━━━ TEXT UNDER STUDY

Setpoint Systems, like most small companies, has experienced huge increases in health care insurance. We have had our share of health challenges in our small group. As Setpoint System’s CFO, I have been in the middle of this. Several years ago we went to a new Health Savings Account (HSA) type plan that really solved a lot of our problems.
I testified before the senate finance committee on the value of HSA’s to the health care consumer and the systems as a whole. Believe me there are many opinions on these types of plans both for and against. I am for the plans.
A HSA is a tax protected savings account connected with a high deductable low premium plan. Most HSA’s provide for a fully covered annual physical and then a high deductable for any other medical needs. The HSA account carries over year to year and can be used tax free to pay for any medical, dental and most alternative medicine treatments. Upon retirement HSA funds can be withdrawn without penalty for retirement (however funds used for expenses other than medical are taxed as income).

━━━━━━

» **WHAT YOU ARE ASKED TO DO**: In the text on Health Savings Accounts, before which committee did the writer testify?

━━━ SUPPLIED INFORMATION

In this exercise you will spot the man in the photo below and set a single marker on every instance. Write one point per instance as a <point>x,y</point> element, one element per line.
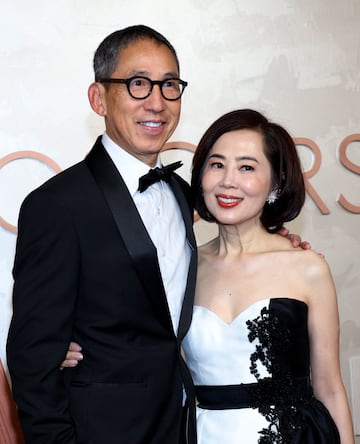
<point>112,266</point>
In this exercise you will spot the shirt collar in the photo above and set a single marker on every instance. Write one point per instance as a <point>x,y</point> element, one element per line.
<point>128,166</point>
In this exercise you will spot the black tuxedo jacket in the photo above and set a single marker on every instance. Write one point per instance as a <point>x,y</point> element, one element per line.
<point>86,270</point>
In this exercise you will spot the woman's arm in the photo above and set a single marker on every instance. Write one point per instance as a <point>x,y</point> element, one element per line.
<point>324,346</point>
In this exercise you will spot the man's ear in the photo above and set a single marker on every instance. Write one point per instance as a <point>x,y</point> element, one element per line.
<point>96,95</point>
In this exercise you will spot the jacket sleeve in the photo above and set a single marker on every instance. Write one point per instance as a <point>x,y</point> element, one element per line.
<point>44,297</point>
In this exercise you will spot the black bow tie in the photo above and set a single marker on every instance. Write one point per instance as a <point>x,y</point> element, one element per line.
<point>157,174</point>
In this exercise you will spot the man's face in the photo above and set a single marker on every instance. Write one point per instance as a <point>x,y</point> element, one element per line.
<point>141,127</point>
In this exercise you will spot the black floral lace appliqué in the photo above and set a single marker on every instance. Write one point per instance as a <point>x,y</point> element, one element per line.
<point>273,396</point>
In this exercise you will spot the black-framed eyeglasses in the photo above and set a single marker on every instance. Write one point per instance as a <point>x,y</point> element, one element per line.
<point>141,87</point>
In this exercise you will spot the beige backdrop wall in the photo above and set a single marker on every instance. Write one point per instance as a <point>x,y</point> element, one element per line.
<point>297,61</point>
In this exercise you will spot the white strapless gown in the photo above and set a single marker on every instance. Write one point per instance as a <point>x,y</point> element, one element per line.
<point>219,354</point>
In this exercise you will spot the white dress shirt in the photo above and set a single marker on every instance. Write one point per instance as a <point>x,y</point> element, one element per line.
<point>162,218</point>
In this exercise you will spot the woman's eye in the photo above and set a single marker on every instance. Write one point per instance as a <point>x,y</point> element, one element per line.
<point>216,165</point>
<point>247,168</point>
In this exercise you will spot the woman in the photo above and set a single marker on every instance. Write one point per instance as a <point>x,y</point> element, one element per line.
<point>263,345</point>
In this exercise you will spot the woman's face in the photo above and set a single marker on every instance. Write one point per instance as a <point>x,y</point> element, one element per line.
<point>236,177</point>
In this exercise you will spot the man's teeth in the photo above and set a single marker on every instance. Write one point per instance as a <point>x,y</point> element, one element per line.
<point>151,124</point>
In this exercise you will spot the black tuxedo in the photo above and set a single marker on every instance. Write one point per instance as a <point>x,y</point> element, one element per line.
<point>86,270</point>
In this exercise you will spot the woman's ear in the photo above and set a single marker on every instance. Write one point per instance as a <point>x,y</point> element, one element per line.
<point>97,99</point>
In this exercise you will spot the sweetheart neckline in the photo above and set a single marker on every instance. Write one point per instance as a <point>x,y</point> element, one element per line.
<point>247,308</point>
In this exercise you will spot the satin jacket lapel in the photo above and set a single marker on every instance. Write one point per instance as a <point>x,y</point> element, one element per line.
<point>131,228</point>
<point>187,307</point>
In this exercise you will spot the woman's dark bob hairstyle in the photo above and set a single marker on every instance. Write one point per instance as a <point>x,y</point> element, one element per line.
<point>280,151</point>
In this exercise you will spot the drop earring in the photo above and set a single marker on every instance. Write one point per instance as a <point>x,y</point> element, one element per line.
<point>272,197</point>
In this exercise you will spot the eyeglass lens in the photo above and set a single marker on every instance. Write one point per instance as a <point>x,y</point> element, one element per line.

━━━━━━

» **ANSWER BELOW**: The Senate Finance Committee.